Retype every one of the rows below, keeping each line unchanged.

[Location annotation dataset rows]
☆ ☆ ☆ ☆
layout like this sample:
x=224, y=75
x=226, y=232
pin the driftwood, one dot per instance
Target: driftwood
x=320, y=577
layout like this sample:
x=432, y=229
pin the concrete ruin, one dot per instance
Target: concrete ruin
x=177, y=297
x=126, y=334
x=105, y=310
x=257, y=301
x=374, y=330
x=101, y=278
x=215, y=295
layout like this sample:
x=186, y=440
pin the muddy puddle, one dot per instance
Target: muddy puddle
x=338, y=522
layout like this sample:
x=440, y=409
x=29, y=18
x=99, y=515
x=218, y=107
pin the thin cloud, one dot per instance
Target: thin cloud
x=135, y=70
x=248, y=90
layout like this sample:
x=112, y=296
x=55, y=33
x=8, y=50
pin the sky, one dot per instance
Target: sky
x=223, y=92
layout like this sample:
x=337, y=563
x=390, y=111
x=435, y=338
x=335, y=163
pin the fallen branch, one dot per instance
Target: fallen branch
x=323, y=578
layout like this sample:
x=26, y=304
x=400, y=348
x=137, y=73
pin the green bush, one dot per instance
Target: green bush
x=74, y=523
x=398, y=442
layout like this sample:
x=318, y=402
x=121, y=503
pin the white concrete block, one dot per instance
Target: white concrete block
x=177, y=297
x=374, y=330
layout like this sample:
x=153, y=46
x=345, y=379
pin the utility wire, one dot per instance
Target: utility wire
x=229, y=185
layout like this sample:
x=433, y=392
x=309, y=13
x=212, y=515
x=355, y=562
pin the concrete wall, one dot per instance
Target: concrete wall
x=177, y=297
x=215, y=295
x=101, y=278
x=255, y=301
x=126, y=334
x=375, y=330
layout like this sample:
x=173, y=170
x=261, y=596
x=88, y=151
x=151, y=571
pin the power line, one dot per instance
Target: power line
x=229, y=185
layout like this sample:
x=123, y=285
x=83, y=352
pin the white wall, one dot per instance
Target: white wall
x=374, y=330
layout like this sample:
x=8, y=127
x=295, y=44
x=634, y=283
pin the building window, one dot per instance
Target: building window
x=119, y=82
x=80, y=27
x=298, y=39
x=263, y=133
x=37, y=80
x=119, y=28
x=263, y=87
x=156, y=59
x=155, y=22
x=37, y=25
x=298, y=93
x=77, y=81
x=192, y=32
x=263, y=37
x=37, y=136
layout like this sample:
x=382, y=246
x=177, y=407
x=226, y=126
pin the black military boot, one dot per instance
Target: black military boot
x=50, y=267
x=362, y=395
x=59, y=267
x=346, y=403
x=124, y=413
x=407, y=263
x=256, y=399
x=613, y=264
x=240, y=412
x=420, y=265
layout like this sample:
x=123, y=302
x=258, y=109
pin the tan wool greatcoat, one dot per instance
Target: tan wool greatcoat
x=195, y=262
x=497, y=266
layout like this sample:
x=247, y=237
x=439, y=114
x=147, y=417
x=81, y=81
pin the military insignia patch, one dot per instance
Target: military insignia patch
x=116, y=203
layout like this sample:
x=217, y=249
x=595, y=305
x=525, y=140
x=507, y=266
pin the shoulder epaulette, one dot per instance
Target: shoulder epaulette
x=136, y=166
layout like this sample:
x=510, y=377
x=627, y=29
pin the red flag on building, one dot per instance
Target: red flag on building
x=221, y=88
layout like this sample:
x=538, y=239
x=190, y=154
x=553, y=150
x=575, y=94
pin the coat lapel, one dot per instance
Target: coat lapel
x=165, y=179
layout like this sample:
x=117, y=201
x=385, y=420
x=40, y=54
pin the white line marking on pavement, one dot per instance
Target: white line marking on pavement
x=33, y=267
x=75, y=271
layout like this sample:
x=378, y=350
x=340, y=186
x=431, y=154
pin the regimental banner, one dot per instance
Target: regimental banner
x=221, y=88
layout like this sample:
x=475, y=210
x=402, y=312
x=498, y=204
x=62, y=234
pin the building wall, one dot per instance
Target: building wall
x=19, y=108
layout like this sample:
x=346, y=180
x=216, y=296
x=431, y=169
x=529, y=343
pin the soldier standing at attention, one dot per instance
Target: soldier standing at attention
☆ ☆ ☆ ☆
• _Solution for this task_
layout like this sample:
x=224, y=75
x=226, y=232
pin the driftwood, one dot per instance
Target: driftwood
x=320, y=577
layout like this sample:
x=432, y=229
pin the concrete ruin, one dot per instance
Target: concrete ruin
x=177, y=297
x=126, y=334
x=105, y=310
x=257, y=301
x=374, y=330
x=101, y=278
x=215, y=295
layout like this sample:
x=186, y=440
pin the muddy puddle, one dot per instance
Target: muddy puddle
x=338, y=522
layout like this sample:
x=440, y=409
x=29, y=18
x=99, y=515
x=218, y=107
pin the thin cloud, one dot per instance
Target: thin cloud
x=135, y=70
x=248, y=90
layout like this sample:
x=112, y=296
x=55, y=33
x=8, y=50
pin the sky, one dot per instance
Target: sky
x=223, y=92
layout like this sample:
x=337, y=563
x=390, y=111
x=435, y=338
x=335, y=163
pin the fallen branch, one dot per instance
Target: fallen branch
x=323, y=578
layout like this sample:
x=26, y=304
x=400, y=348
x=137, y=73
pin the green bush, one dot per instance
Target: green bush
x=74, y=523
x=398, y=442
layout like this sample:
x=318, y=402
x=121, y=503
pin the white concrete block, one dot per instance
Target: white concrete block
x=177, y=297
x=374, y=330
layout like this sample:
x=153, y=46
x=345, y=379
pin the utility wire, one dot per instance
Target: utility wire
x=229, y=185
layout like this sample:
x=433, y=392
x=309, y=13
x=212, y=515
x=355, y=562
pin the concrete wall, one dot per instance
Target: concrete wall
x=177, y=297
x=215, y=295
x=101, y=278
x=255, y=301
x=126, y=334
x=375, y=330
layout like this sample:
x=173, y=170
x=261, y=596
x=88, y=151
x=151, y=571
pin the power line, one dot per instance
Target: power line
x=229, y=185
layout like this sample:
x=123, y=285
x=83, y=352
pin the white wall, one dot per instance
Target: white wall
x=374, y=330
layout like this sample:
x=8, y=127
x=295, y=44
x=634, y=283
pin the building window, one dot per instance
Target: building window
x=119, y=82
x=80, y=27
x=298, y=39
x=263, y=133
x=37, y=80
x=119, y=28
x=263, y=87
x=156, y=59
x=155, y=22
x=37, y=25
x=298, y=93
x=77, y=81
x=192, y=32
x=263, y=37
x=37, y=136
layout like this sample:
x=382, y=246
x=177, y=407
x=226, y=126
pin the black military boot, one dot per instance
Target: black military boot
x=50, y=267
x=362, y=395
x=59, y=267
x=346, y=403
x=124, y=413
x=407, y=263
x=256, y=399
x=613, y=264
x=240, y=412
x=420, y=265
layout like this sample:
x=123, y=302
x=258, y=109
pin the tan wool greatcoat, one dot per instance
Target: tan wool greatcoat
x=195, y=262
x=497, y=266
layout like this sample:
x=247, y=237
x=439, y=114
x=147, y=417
x=81, y=81
pin the military insignia patch, one dot per instance
Target: military insignia patch
x=116, y=203
layout like this sample:
x=217, y=249
x=595, y=305
x=525, y=140
x=507, y=266
pin the shoulder epaulette, one dot per instance
Target: shoulder epaulette
x=136, y=166
layout like this sample:
x=510, y=377
x=627, y=29
pin the red flag on building, one dot per instance
Target: red flag on building
x=221, y=88
layout like this sample:
x=538, y=239
x=190, y=154
x=553, y=150
x=575, y=94
pin the coat lapel, one dot per instance
Target: coat lapel
x=165, y=179
layout like this sample:
x=117, y=201
x=385, y=420
x=40, y=54
pin the white line marking on pavement, one dot per instance
Target: white line marking on pavement
x=33, y=267
x=75, y=271
layout like this sample:
x=378, y=350
x=340, y=186
x=431, y=154
pin the regimental banner, one dot per instance
Target: regimental banner
x=221, y=88
layout like this sample:
x=475, y=210
x=402, y=312
x=498, y=204
x=62, y=234
pin the building wall, one dot per instance
Target: building wall
x=19, y=108
layout like this sample:
x=346, y=180
x=216, y=296
x=431, y=169
x=529, y=343
pin the soldier standing at attention, one dot per instance
Target: soldier standing at attention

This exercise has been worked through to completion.